'The Most Rewarding Thing I've Ever Done'

Angel Flight pilot Colton Coile keeps a flexible schedule to accommodate emergency flights

'The most rewarding thing I've ever done'

Angel Flight pilot Colton Coile keeps a flexible schedule to accommodate emergency flights

Colton Coile has been a pilot for 20 years.

His father was a U.S. Marine Corps pilot in World War II and flying is something Coile always wanted to do. Currently, he flies an A-36 Beechcraft Bonanza.

He flies for business, for pleasure and as a volunteer pilot for Angel Flight Southeast, a nonprofit organization that provides free transportation to fulfill medical and humanitarian needs.

Coile is married and has three children and two grandchildren. He is an insurance agent, specializing in worker's compensation. His schedule is unpredictable, so it's difficult for him to commit to Angel Flight missions weeks in advance as many pilots do. Instead, he flies many of the unexpected missions that need a pilot who can travel on short notice.

"I can't always say yes, but I fly as often as I can."

Coile and his family learned the value of Angel Flight firsthand when his granddaughter, Brooklyn, was born with a heart defect and needed surgery at Children's Healthcare of Atlanta. He and his family live in Fairhope, making it necessary to travel back and forth to Georgia. Coile and other Angel Flight pilots helped the family travel between the two states during that difficult time.

RECORD SET:
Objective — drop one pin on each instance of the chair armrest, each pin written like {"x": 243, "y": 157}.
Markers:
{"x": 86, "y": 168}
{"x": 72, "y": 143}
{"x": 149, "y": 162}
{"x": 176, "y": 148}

--

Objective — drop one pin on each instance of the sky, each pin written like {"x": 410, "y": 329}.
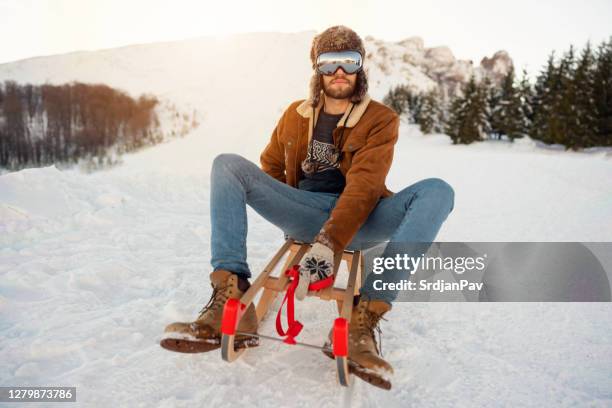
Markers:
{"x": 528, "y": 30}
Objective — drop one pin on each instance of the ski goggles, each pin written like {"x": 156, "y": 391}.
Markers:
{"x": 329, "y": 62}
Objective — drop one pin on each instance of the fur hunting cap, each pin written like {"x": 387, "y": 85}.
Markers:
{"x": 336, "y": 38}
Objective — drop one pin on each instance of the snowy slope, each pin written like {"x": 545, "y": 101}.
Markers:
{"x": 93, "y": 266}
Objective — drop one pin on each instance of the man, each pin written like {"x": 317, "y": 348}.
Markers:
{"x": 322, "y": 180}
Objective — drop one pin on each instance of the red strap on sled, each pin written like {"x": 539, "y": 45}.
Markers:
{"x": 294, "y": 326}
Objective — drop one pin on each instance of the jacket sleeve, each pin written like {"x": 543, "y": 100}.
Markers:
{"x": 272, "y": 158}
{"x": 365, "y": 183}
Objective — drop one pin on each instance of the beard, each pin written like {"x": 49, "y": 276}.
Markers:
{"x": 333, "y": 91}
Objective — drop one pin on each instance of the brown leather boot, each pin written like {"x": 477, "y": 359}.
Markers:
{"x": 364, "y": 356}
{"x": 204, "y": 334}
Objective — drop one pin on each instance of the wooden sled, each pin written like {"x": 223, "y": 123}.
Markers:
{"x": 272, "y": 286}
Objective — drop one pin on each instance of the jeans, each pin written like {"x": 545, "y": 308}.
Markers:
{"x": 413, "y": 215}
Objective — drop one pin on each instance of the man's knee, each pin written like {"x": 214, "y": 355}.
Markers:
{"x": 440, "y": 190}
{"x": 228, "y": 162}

--

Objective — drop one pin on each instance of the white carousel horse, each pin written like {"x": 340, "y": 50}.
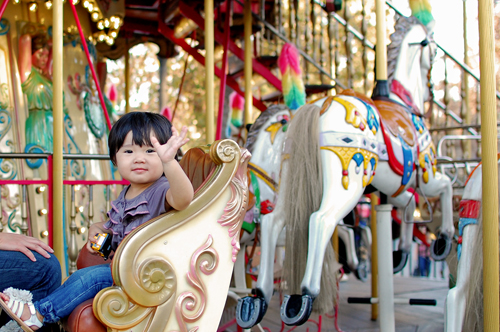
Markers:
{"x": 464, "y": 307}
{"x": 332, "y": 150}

TASK: Summarize the Angel Flight article above in two sentences.

TASK ANSWER: Colton Coile, a pilot of 20 years who flies an A-36 Beechcraft Bonanza, volunteers for Angel Flight Southeast, a nonprofit that provides free transportation for medical and humanitarian needs. His insurance work makes his schedule unpredictable, so he flies many short-notice missions, and he and other Angel Flight pilots helped his family travel between Fairhope and Georgia when his granddaughter Brooklyn needed heart surgery at Children's Healthcare of Atlanta.